Exercise description:
Give back every record exactly, images excluded.

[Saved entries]
((
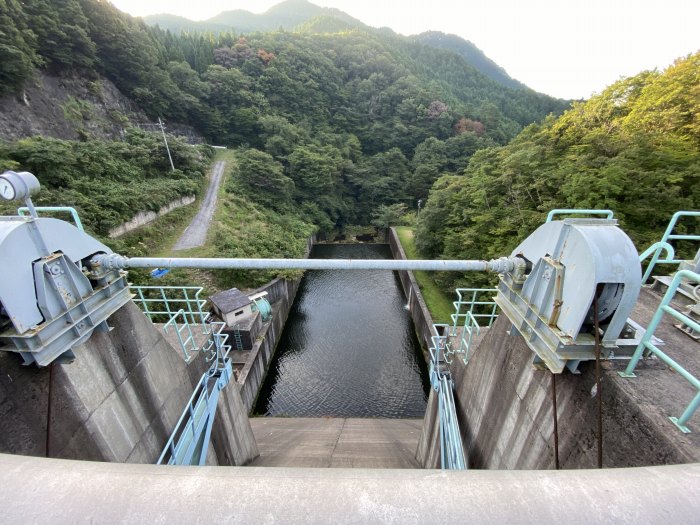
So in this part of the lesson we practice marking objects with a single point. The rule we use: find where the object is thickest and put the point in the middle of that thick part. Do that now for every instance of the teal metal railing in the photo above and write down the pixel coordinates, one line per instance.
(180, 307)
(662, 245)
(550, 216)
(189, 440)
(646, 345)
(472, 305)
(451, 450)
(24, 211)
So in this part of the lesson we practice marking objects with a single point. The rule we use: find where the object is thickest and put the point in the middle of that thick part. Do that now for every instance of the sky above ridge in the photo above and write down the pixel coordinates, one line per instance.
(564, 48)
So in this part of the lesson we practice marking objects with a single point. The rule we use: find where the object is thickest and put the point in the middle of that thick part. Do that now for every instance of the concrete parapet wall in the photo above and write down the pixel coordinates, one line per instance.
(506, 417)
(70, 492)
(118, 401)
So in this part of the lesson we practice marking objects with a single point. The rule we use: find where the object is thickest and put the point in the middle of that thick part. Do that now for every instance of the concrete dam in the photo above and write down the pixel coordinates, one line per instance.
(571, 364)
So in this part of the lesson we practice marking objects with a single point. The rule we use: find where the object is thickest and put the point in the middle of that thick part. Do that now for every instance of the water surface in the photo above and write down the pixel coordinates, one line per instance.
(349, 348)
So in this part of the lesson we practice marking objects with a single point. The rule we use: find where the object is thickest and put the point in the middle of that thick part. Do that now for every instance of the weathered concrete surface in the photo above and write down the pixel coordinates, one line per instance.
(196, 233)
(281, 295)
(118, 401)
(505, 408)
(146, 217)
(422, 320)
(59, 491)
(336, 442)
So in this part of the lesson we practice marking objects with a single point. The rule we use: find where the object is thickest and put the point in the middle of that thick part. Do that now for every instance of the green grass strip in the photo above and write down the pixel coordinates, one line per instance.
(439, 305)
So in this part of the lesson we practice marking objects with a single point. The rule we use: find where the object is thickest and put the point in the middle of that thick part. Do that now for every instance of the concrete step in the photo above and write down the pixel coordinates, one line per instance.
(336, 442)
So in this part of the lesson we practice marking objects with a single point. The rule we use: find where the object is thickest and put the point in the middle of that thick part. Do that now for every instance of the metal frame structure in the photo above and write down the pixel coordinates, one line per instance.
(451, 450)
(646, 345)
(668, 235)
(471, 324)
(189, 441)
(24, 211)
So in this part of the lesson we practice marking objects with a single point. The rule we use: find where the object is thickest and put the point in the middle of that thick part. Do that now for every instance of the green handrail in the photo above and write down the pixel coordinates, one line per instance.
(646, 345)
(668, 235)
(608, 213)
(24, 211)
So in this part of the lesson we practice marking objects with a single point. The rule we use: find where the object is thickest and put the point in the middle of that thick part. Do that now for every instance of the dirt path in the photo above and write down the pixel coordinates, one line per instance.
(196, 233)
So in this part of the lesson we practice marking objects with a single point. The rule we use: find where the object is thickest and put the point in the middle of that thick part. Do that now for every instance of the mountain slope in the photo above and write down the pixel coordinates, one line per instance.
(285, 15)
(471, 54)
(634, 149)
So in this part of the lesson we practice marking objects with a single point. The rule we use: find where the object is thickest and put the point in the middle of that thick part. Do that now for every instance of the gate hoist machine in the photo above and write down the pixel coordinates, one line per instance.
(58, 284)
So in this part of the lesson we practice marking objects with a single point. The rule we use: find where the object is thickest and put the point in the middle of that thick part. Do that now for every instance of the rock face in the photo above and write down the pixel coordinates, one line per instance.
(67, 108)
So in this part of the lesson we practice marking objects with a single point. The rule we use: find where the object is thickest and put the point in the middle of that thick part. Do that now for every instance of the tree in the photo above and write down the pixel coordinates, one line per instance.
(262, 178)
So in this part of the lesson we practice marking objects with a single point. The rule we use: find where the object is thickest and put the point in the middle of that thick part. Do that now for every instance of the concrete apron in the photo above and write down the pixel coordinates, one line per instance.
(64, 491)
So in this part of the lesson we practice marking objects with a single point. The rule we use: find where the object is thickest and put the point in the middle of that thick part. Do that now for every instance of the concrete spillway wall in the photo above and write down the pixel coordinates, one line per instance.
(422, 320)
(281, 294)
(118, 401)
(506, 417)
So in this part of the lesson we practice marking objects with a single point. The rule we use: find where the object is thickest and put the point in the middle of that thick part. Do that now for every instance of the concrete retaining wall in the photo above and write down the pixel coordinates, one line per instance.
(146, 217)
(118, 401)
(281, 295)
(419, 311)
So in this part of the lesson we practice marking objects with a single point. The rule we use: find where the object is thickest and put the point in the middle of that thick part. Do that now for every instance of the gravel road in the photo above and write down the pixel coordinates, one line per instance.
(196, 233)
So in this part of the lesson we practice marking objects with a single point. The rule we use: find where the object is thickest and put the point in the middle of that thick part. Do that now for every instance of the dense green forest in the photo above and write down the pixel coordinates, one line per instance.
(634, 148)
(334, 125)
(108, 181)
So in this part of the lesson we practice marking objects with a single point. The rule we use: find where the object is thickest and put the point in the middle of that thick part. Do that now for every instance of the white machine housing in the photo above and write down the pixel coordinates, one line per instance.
))
Result:
So in this part of the lesson we practice marking objects with a single point. The rule we use: find where the object is thickest and put the point in the middle of that thick part. Do that now for every instance of the teal metal railing in the photo above and write down the pixel coordinates, one line per instance.
(180, 307)
(662, 245)
(550, 216)
(189, 440)
(646, 345)
(472, 305)
(451, 450)
(24, 211)
So in this part of the lesson we practice marking objects with a single point. The rule we use: find where the object is thickest and put the point in the middle of that thick part. Do that now for every instance of the sky above ridge in the photo above and write down the pixel coordinates, one line per instance.
(564, 48)
So in this part of the lesson we practice marking objects with a single point. The rule we use: find where the object is thickest and put the point in the middle of that thick part. Do that now for every instance of the concrete parapet wall in the photo above and write down the pixel coordinates, one line per instance.
(506, 417)
(70, 492)
(118, 401)
So in this part of the lesson we practice marking objects with a single point. The rule we use: find where the object is thickest and put the point in the middle of that thick part. Do that now for every instance of the concrete dam in the photo above and write down the pixel coordinates, one line per instance.
(571, 364)
So in this part of the lesson we practice marking objects with a single point. The rule we use: find where the object is thickest and put the point in the middle of that thick part. Do that now for every instance of the water surface in the photo above and write down the pixel coordinates, one line per instance.
(349, 348)
So in this part of the lesson we practice marking objects with a single point. The rule we use: find where the object is thickest and put the point in the middle of that thick part. Do that now for every instance of the weathered concrete surface in the photo above and write down the pixel coordinates, one line per instance.
(196, 233)
(281, 295)
(118, 401)
(505, 408)
(146, 217)
(422, 320)
(59, 491)
(336, 442)
So in this part of the lesson we practice marking objects with a single point. The rule we use: find where the object is thickest and put the point in the middle of that thick part. Do that now for every instance of the green grass strip in the photo above and write down the pixel coordinates, one line per instance.
(439, 305)
So in this part of the lesson we practice marking objects with a single point. The rule we use: find where the object is thickest and put the point in the middle of that thick part. Do that now for every instance of the concrete step in the photo above and write down the pixel coordinates, one line per instance.
(336, 442)
So in this part of the lesson we practice marking objects with a single point. The rule we use: find where the object is thickest and put the point in the middle of that thick part. Do that now for every instance of the metal frame structure in the photo above and write down the pixel coordinates, one line per instance.
(451, 450)
(646, 345)
(668, 235)
(471, 324)
(189, 441)
(24, 211)
So in this part of the lesson we practice marking objects with a single point. The rule we use: find where the object is thickest and put the point in the middle of that thick part. Do that now for every instance of the green handrail in the photo above and write down the pixel coordinates, one line per instance.
(646, 345)
(668, 235)
(608, 213)
(24, 211)
So in this part of the lesson we practice marking objects with a single point. The rule we use: find where the object is thickest and put the point in the middle of that thick part. Do that now for every instance of the dirt path in the photo above and write down the pixel coordinates, one line per instance.
(196, 233)
So in this part of the lesson we practice marking objects with a single point. The rule we use: find where the object is thickest and put the point in the middle of that thick part. Do that now for every instance of the mountain slope in the photo above and write down the pixel coordinates, one line per instance.
(285, 15)
(471, 54)
(634, 149)
So in this part of the lesson we practice marking objects with a single point. The rule we use: find where the object is thickest and put the point in the middle of that thick part. Do that now for every instance of the gate hoist machine in the photo above and write down the pixel coordinates, one line per instance.
(58, 284)
So in this part of the lesson we practice marking objects with a single point. The rule we use: find where the object is thickest and put the point in the middle of that thick part. Do that now for every instance of the rock face in the photo above and write down the pixel coordinates, one line per instance.
(67, 108)
So in this part of the lesson we practice marking objects with a single point. The rule we use: find where the object is thickest and put the point in the middle of that thick part. Do that now for every instance of the tree in the photo above and write down the pixel coordinates, one line per instance.
(262, 178)
So in this part of the lesson we practice marking objects with a single point. The rule we use: find where the object is thickest and put the point in the middle of that thick part. Do that now for every instance of the concrete apron in the photo above and write down the pixel coordinates, one line per instance.
(64, 491)
So in this part of the lesson we practice marking objects with a single point. The rule we use: find where the object is thickest and put the point in the middle of that thick part. Do that now for every instance of the concrete spillway wall in the photo above and write down the pixel coordinates, one line per instance.
(422, 320)
(281, 294)
(118, 401)
(506, 417)
So in this part of the lesson we practice marking objects with a single point. The rule we use: find where the object is thickest and put the point in the middle of that thick part. Do that now for every instance of the concrete retaining wall in the photo above and write down the pixel coordinates, one line per instance.
(146, 217)
(118, 401)
(281, 295)
(419, 311)
So in this part of the lesson we practice marking objects with a single point. The rule we use: find where the object is thickest and put the point in the middle of that thick part. Do that now for every instance of the gravel road in the photo above and write down the pixel coordinates, one line per instance.
(196, 233)
So in this part of the lesson we practice marking objects with a single point. The rule we use: find where the object is thickest and put the point in the middle of that thick part. Do that now for every instance of the dense green forest in the photo above and write down the pixel coordinates, one line per instance.
(634, 148)
(334, 125)
(108, 181)
So in this part of the lesson we practice marking objects with a single point. The rule we use: find where the object is thickest and put the point in the middle of that thick part. Do that now for every instance of the white machine housing in the photo above and write down the pixel coordinates, one line per instance.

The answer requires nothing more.